■ YOUR GOAL
Write out the rows again from the first line through the line containing "172, 9, 197, 141", requests included, with each bounding box coordinate in the answers multiplied by 1.7 and rounded to a whole number, halves going up. Omit the pictures.

** START OF RECORDS SHOWN **

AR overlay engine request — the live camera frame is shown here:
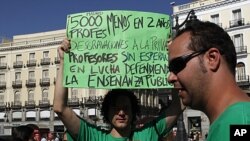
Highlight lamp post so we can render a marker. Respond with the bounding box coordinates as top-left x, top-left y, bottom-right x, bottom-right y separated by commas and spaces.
172, 9, 197, 141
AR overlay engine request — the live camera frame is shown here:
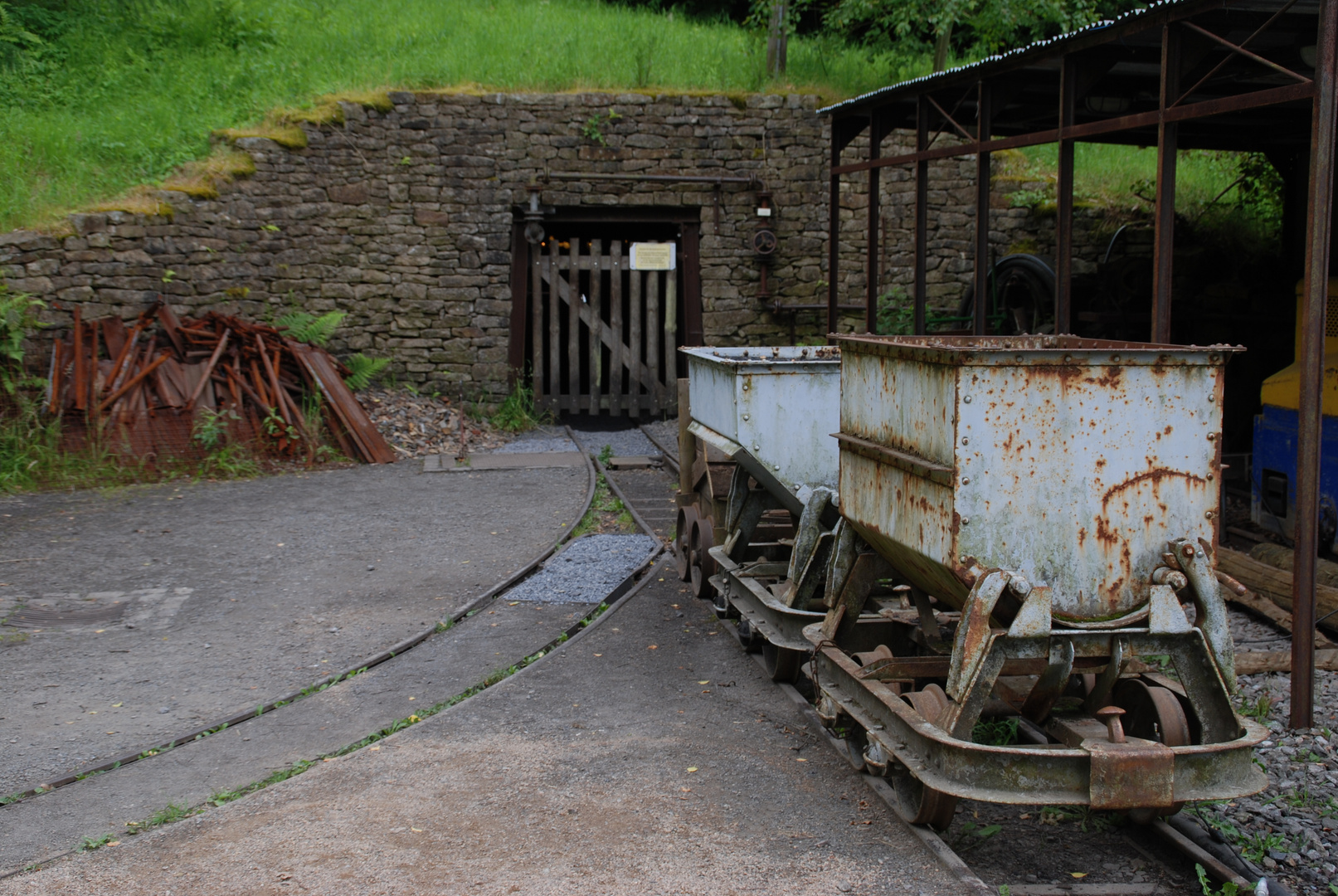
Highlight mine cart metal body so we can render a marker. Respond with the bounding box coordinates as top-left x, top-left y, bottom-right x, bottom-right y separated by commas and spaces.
804, 336, 1264, 826
677, 346, 840, 679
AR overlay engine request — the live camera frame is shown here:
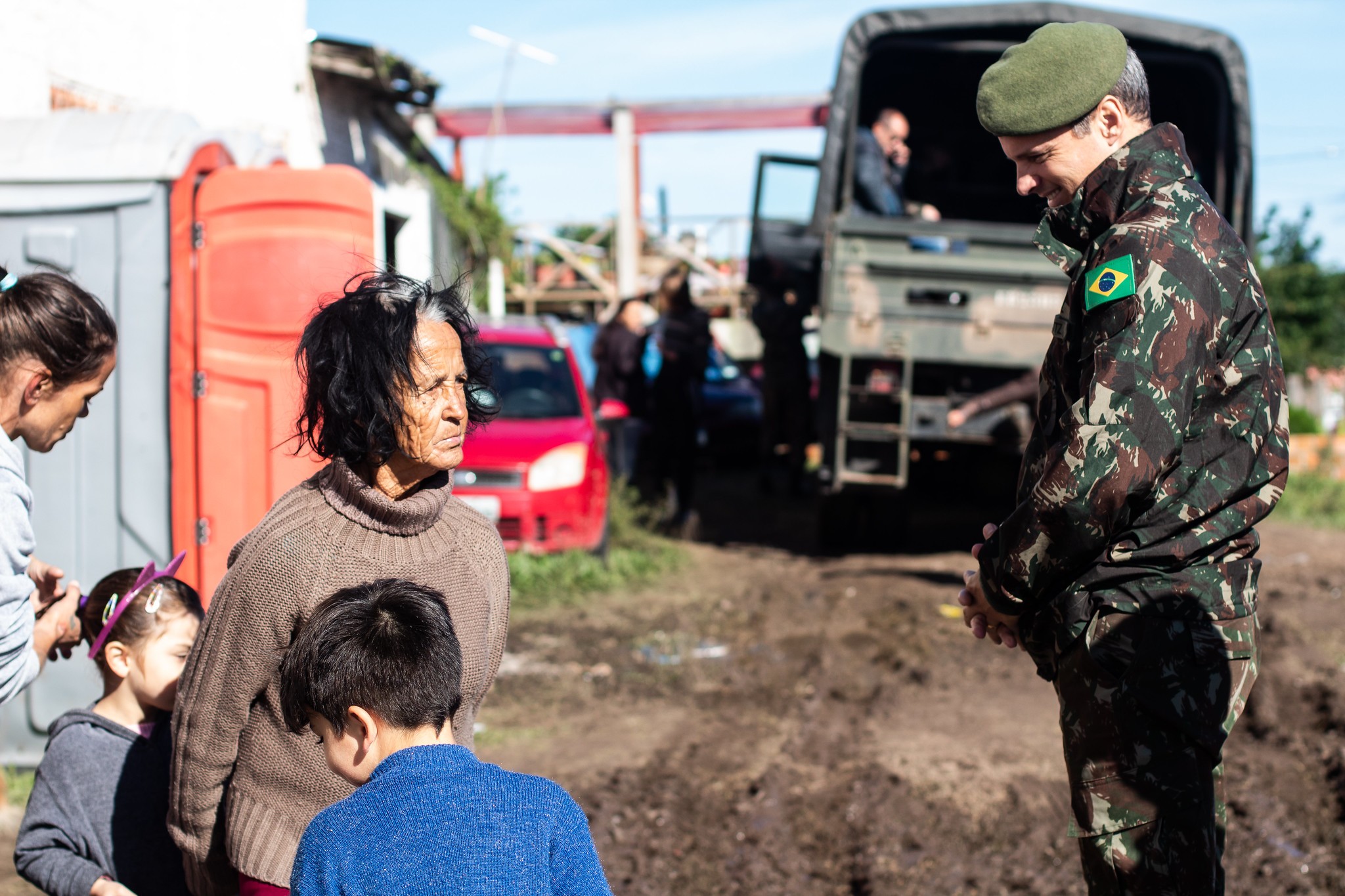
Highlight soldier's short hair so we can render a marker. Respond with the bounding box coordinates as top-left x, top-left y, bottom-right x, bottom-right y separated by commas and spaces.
1073, 47, 1150, 137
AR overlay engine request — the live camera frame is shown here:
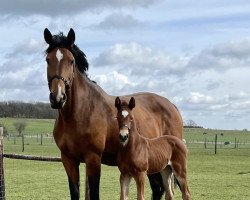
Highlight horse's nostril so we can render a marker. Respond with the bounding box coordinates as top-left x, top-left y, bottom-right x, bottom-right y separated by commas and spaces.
119, 134, 128, 142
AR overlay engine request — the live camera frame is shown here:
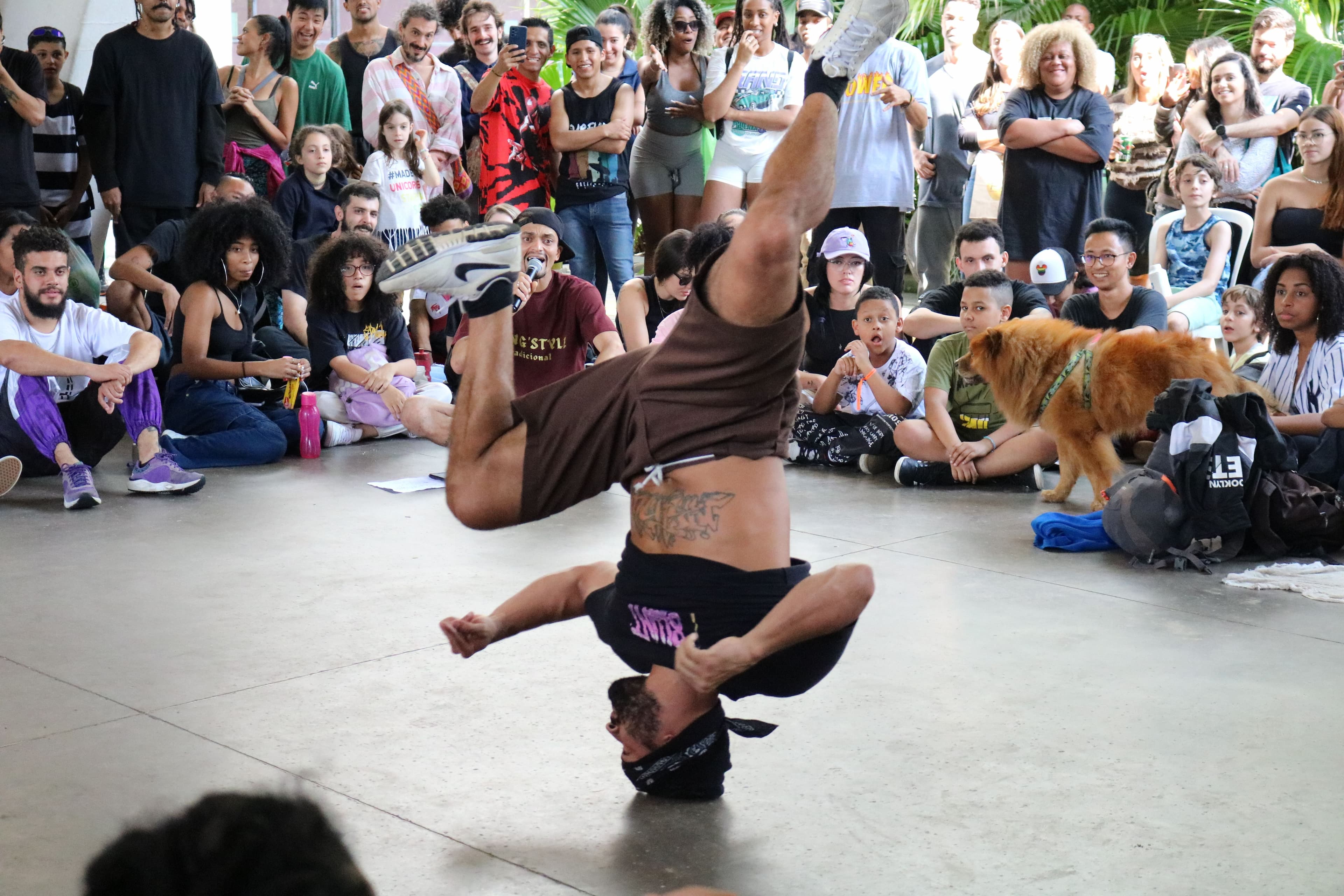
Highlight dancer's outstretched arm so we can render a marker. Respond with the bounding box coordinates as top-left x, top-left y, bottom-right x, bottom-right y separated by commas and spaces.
676, 563, 874, 693
438, 561, 616, 659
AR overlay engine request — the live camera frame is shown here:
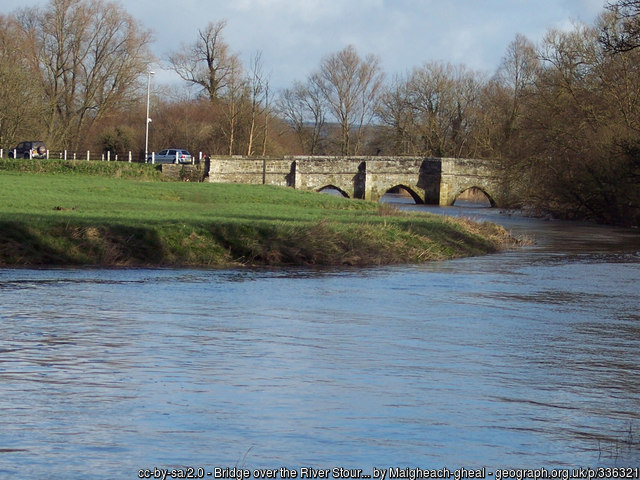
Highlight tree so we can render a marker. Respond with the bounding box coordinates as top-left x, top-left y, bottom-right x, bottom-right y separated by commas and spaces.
0, 16, 43, 148
310, 45, 384, 155
277, 81, 326, 155
600, 0, 640, 53
18, 0, 152, 149
495, 34, 540, 141
169, 20, 240, 102
380, 62, 481, 157
247, 52, 269, 157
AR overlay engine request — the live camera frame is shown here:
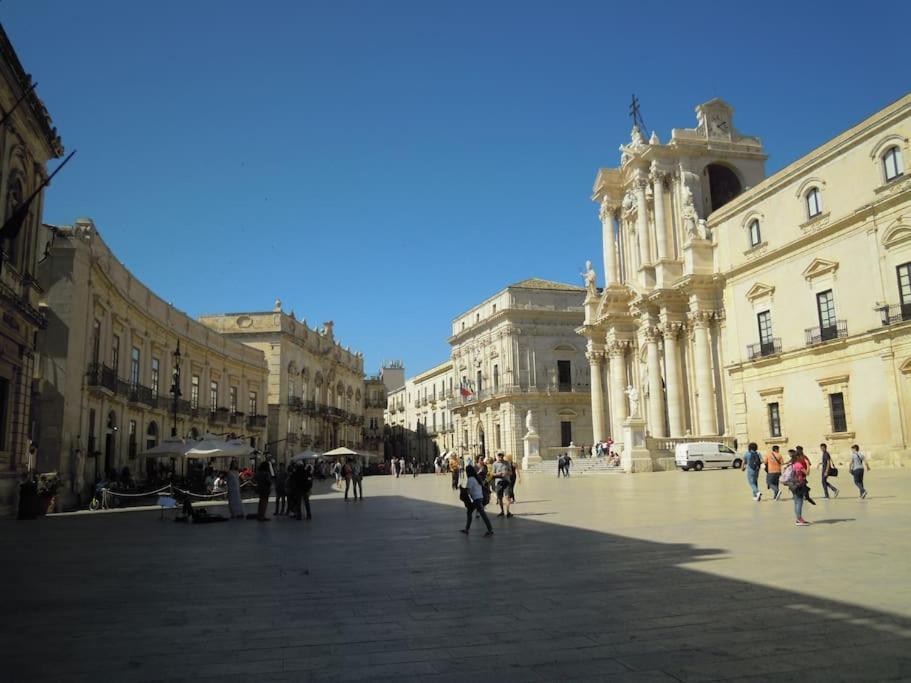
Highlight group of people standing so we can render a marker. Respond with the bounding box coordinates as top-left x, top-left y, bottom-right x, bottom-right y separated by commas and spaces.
453, 451, 519, 536
741, 443, 870, 526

** END OF RECORDS SHOWN **

■ RIGHT ANSWER
AR overlay engine request — the live camera frame is shown here:
Highlight lamp post so we can render a marker. Respond with the bounding box coordinates as top-left x, top-left y, bottom-right x, bottom-right y separated by commas and spaces.
292, 15, 335, 240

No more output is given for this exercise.